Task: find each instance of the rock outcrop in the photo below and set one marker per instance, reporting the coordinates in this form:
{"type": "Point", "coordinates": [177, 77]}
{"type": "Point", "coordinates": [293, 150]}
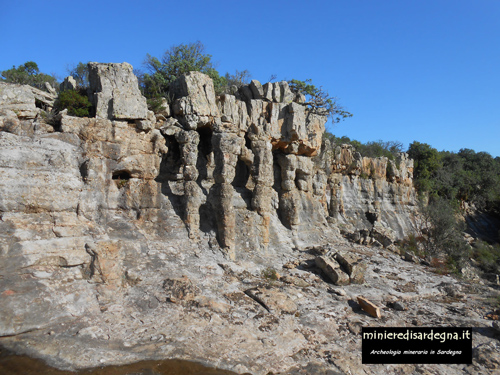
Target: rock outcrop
{"type": "Point", "coordinates": [115, 92]}
{"type": "Point", "coordinates": [130, 236]}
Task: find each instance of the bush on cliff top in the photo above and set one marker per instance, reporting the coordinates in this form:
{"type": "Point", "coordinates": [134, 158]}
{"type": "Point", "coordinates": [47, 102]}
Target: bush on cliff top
{"type": "Point", "coordinates": [76, 103]}
{"type": "Point", "coordinates": [28, 74]}
{"type": "Point", "coordinates": [176, 61]}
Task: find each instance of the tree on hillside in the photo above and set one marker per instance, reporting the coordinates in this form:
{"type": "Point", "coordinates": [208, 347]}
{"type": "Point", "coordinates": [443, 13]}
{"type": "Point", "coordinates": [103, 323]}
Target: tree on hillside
{"type": "Point", "coordinates": [80, 73]}
{"type": "Point", "coordinates": [176, 61]}
{"type": "Point", "coordinates": [28, 74]}
{"type": "Point", "coordinates": [319, 101]}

| Activity |
Extract the full listing above verbatim; pictures are to be left out of the copy.

| The completed task |
Task: find each instance of the rock outcrop in the photo below and set one marker per instance, reporting the coordinates in this form:
{"type": "Point", "coordinates": [177, 77]}
{"type": "Point", "coordinates": [293, 150]}
Target: rock outcrop
{"type": "Point", "coordinates": [115, 92]}
{"type": "Point", "coordinates": [130, 236]}
Task: find each instance of the bush on cliff top in the photo above and set one marker per instance, reporting the coordinates in this form:
{"type": "Point", "coordinates": [134, 158]}
{"type": "Point", "coordinates": [47, 102]}
Target: bush on cliff top
{"type": "Point", "coordinates": [76, 103]}
{"type": "Point", "coordinates": [28, 74]}
{"type": "Point", "coordinates": [176, 61]}
Task: find each instance of the tree on hillside in the photo above and set one marker per instance, reporting the coordinates in this form:
{"type": "Point", "coordinates": [208, 347]}
{"type": "Point", "coordinates": [443, 13]}
{"type": "Point", "coordinates": [103, 323]}
Target: tree on hillside
{"type": "Point", "coordinates": [80, 73]}
{"type": "Point", "coordinates": [176, 61]}
{"type": "Point", "coordinates": [28, 74]}
{"type": "Point", "coordinates": [319, 101]}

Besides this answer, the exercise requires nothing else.